(Excerpts from point annotation data)
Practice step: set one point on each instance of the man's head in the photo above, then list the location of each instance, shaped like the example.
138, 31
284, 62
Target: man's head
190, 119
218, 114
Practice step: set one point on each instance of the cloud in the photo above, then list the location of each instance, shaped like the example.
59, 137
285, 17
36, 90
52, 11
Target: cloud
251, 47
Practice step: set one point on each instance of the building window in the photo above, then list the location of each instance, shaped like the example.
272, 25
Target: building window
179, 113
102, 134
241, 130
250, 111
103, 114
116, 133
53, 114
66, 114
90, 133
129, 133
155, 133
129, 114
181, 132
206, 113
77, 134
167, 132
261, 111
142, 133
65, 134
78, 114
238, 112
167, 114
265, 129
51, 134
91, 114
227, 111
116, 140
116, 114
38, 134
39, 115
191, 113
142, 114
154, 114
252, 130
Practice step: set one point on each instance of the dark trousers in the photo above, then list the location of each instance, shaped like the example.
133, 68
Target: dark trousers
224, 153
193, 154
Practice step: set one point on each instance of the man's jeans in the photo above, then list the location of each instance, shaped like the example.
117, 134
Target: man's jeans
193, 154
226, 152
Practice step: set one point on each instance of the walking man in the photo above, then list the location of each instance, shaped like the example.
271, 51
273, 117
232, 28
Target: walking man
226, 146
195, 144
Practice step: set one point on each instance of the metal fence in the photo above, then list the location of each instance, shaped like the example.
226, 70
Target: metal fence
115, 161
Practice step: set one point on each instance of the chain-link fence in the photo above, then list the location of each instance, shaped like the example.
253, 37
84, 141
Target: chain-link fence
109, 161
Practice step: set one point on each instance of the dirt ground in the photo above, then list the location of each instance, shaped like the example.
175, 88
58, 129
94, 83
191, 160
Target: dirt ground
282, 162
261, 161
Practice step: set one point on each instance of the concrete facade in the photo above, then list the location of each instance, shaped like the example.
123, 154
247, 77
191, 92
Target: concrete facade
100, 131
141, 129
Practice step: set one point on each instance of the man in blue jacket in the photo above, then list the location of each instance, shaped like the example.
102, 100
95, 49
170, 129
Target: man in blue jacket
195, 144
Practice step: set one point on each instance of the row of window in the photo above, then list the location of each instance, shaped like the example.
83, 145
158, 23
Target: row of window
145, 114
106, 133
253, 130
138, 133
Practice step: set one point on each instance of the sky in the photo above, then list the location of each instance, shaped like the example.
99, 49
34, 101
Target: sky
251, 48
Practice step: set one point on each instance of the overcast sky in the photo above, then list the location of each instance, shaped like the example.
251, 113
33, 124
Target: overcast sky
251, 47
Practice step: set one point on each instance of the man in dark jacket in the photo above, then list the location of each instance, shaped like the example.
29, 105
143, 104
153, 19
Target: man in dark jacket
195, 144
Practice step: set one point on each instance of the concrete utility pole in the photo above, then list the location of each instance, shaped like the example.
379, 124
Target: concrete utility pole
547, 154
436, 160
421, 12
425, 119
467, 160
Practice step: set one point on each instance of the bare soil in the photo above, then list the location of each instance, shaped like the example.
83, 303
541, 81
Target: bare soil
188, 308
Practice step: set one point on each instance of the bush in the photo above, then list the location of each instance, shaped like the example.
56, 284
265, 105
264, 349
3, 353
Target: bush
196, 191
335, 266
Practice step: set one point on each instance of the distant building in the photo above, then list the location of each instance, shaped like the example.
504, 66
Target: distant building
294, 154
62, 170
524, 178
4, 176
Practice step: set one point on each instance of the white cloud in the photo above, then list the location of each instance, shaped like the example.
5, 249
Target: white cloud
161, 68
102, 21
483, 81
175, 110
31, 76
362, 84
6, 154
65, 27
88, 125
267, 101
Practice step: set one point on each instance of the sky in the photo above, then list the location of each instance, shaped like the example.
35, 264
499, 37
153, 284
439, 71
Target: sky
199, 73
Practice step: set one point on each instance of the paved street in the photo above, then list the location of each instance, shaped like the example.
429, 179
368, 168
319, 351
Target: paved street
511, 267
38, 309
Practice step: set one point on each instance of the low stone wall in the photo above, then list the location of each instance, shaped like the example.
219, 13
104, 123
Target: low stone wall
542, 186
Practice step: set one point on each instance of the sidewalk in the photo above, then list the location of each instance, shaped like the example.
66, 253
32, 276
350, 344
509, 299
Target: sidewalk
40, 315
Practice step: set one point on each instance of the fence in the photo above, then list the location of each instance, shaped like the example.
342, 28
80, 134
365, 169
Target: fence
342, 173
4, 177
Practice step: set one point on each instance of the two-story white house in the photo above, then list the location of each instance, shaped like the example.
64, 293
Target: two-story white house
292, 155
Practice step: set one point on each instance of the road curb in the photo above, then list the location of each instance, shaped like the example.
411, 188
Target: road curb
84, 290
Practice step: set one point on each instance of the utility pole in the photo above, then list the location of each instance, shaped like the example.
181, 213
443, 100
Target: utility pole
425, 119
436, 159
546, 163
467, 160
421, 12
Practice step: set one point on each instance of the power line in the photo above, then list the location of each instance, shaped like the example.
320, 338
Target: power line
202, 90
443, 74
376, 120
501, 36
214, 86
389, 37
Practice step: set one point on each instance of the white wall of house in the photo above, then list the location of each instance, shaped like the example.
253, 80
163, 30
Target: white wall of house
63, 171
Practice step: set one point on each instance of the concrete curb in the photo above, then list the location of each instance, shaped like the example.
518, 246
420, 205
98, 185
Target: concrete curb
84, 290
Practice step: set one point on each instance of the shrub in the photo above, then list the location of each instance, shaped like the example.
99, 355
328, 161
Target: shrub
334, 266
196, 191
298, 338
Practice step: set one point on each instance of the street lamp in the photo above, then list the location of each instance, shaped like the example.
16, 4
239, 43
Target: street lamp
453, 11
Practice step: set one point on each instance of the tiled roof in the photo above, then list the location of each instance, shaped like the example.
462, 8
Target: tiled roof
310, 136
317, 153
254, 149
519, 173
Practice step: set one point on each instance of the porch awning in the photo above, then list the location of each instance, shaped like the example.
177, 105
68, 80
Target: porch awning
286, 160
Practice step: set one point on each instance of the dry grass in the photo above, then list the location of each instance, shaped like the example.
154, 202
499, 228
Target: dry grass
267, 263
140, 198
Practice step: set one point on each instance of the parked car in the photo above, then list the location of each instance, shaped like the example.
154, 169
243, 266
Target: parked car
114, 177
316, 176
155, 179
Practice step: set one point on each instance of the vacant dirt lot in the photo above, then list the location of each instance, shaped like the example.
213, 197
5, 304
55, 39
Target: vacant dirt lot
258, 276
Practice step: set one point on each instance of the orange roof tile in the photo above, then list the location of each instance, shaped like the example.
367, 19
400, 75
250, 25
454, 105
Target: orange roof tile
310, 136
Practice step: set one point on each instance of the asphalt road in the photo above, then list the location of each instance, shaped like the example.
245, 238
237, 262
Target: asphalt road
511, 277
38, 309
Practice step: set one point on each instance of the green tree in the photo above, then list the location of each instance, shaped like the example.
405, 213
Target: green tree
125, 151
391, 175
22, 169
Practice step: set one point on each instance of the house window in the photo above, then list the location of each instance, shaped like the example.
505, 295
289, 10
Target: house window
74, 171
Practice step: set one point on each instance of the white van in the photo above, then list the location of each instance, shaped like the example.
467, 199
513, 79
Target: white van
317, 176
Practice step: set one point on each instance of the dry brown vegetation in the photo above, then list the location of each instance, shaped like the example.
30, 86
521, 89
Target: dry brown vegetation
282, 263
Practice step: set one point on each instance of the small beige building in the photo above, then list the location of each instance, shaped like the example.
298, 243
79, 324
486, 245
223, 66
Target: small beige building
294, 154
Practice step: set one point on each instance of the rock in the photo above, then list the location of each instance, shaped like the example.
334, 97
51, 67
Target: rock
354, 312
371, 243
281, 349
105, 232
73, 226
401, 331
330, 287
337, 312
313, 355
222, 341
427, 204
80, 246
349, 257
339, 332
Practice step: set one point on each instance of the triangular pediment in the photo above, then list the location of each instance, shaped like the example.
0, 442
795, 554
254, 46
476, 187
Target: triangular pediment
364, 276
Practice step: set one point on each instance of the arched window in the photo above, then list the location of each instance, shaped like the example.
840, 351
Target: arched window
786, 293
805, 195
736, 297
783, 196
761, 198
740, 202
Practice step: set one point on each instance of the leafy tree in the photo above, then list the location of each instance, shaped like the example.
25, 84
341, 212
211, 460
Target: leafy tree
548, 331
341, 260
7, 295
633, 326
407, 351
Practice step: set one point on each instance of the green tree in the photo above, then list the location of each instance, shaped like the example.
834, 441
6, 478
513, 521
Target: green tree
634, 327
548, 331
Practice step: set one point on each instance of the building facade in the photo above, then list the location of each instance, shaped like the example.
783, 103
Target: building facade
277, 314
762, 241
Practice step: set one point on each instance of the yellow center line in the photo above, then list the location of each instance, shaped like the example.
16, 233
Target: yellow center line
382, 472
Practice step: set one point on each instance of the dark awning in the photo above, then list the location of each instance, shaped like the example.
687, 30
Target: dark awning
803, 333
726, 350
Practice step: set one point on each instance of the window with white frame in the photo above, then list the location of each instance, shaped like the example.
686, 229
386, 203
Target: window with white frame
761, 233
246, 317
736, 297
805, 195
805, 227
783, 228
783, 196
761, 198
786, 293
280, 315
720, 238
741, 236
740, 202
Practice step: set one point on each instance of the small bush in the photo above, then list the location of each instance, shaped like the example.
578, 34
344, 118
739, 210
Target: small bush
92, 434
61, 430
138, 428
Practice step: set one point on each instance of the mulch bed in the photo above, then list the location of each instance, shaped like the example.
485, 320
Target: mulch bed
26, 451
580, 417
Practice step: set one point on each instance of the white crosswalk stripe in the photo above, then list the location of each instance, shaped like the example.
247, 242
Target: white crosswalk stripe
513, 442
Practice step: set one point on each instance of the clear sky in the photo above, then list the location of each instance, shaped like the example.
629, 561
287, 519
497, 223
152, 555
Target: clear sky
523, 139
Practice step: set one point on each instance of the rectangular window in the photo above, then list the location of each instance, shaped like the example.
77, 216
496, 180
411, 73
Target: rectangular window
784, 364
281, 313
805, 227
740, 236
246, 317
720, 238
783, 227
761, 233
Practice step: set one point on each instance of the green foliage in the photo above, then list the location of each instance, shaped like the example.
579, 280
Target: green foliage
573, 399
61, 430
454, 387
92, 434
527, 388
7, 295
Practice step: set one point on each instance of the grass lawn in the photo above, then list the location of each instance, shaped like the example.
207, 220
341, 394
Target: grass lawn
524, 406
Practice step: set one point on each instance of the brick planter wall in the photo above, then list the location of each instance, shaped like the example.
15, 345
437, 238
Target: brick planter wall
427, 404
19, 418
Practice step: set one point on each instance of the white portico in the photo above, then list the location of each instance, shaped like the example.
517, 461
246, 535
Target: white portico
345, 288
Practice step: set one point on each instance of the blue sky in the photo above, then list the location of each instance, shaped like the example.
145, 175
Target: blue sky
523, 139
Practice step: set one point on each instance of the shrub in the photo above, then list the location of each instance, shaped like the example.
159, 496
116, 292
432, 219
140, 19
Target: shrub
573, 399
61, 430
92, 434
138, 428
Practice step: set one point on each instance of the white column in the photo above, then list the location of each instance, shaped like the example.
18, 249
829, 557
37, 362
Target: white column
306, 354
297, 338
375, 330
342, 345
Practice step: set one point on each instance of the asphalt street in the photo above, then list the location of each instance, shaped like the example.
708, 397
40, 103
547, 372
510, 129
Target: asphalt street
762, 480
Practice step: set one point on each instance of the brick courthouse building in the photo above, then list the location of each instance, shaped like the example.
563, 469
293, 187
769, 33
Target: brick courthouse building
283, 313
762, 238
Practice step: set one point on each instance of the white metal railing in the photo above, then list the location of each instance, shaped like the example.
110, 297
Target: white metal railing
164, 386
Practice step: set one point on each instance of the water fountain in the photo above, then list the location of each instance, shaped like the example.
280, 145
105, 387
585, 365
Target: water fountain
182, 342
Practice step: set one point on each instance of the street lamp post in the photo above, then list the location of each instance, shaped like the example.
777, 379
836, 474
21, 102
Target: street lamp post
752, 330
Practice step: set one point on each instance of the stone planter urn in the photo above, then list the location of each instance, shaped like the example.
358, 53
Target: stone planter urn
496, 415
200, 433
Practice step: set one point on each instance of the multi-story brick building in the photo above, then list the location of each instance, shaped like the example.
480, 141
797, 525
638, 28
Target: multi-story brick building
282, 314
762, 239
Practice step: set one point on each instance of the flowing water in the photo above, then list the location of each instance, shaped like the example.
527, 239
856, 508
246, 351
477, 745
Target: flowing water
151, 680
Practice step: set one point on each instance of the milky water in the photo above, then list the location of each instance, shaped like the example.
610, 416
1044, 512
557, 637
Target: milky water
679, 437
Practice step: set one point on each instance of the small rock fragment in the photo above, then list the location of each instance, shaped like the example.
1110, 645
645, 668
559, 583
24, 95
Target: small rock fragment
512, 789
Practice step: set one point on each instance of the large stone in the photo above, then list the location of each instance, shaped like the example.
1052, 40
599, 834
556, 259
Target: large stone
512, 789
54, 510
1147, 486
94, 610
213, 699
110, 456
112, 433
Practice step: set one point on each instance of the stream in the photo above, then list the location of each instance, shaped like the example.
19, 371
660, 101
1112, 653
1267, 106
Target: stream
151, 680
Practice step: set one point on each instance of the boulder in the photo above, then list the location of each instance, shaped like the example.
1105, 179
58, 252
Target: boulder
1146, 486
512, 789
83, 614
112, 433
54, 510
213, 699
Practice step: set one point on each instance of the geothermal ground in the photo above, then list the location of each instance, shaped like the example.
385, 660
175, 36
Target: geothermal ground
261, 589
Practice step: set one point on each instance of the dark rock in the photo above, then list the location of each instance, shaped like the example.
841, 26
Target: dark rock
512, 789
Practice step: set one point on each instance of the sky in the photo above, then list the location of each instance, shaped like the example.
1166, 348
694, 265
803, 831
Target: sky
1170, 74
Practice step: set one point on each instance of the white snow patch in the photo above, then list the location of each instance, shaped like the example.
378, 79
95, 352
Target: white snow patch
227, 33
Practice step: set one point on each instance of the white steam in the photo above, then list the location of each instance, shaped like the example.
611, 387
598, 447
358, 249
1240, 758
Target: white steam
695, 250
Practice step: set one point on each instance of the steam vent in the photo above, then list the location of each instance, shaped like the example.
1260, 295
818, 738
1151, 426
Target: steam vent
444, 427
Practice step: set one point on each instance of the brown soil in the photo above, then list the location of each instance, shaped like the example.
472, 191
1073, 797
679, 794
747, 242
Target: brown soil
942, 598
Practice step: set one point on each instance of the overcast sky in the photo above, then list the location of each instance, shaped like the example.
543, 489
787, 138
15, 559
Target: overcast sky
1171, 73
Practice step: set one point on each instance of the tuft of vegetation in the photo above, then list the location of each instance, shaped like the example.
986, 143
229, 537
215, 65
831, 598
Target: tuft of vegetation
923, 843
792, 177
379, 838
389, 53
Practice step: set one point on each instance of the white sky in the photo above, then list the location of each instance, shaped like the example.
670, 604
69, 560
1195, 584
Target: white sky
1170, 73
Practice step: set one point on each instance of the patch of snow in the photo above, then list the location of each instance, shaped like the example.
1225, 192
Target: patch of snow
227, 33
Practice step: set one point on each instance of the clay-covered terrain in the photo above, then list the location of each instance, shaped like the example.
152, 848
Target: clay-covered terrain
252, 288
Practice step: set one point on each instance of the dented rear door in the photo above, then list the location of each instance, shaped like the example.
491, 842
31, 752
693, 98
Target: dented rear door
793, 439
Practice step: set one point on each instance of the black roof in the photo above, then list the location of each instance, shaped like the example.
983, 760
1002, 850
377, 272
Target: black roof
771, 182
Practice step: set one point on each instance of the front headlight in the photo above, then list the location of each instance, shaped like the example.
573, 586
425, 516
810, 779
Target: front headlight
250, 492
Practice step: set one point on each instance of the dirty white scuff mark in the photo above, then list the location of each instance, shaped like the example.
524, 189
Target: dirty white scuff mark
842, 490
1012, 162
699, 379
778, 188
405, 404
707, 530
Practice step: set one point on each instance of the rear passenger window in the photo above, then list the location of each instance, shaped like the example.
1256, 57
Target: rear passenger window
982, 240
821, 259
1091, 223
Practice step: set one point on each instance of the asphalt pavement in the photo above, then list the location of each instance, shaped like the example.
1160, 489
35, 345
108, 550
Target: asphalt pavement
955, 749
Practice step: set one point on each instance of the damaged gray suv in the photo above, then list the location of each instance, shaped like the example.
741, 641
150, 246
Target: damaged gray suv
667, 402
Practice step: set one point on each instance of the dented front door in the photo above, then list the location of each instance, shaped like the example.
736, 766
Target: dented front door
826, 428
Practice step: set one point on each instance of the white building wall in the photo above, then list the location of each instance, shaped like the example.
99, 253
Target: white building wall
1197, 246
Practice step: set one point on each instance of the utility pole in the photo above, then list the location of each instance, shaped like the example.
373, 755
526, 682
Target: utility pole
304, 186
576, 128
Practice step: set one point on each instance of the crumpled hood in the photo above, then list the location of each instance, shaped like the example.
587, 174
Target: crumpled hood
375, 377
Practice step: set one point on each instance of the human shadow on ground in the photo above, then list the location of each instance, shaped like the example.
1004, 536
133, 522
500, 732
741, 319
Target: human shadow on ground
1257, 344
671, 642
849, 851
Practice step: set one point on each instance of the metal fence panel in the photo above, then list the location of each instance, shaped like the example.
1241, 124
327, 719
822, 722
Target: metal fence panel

■ **EXERCISE PROMPT**:
Starting with the line that contains "Practice step: set one point on each instance of the crumpled", print each line through the last one in the listing. Include both end lines and add nothing.

■ **EXERCISE RESULT**:
Practice step: set one point on each instance of the crumpled hood in the photo above, then list the location of each instance, shaped like the example.
587, 174
Target: crumpled hood
375, 377
Practice step: set one point on each instance of the human shadow on ground in the photo above, then list the location of each instance, shaped like the example.
1004, 536
133, 522
500, 732
741, 319
Target: human shadow on ground
1257, 344
671, 642
849, 851
Practice step: set one point on each instance of the metal fence panel in the photo above, then list the location of each instance, shaped like the example.
1241, 124
327, 719
822, 722
Target: metal fence panel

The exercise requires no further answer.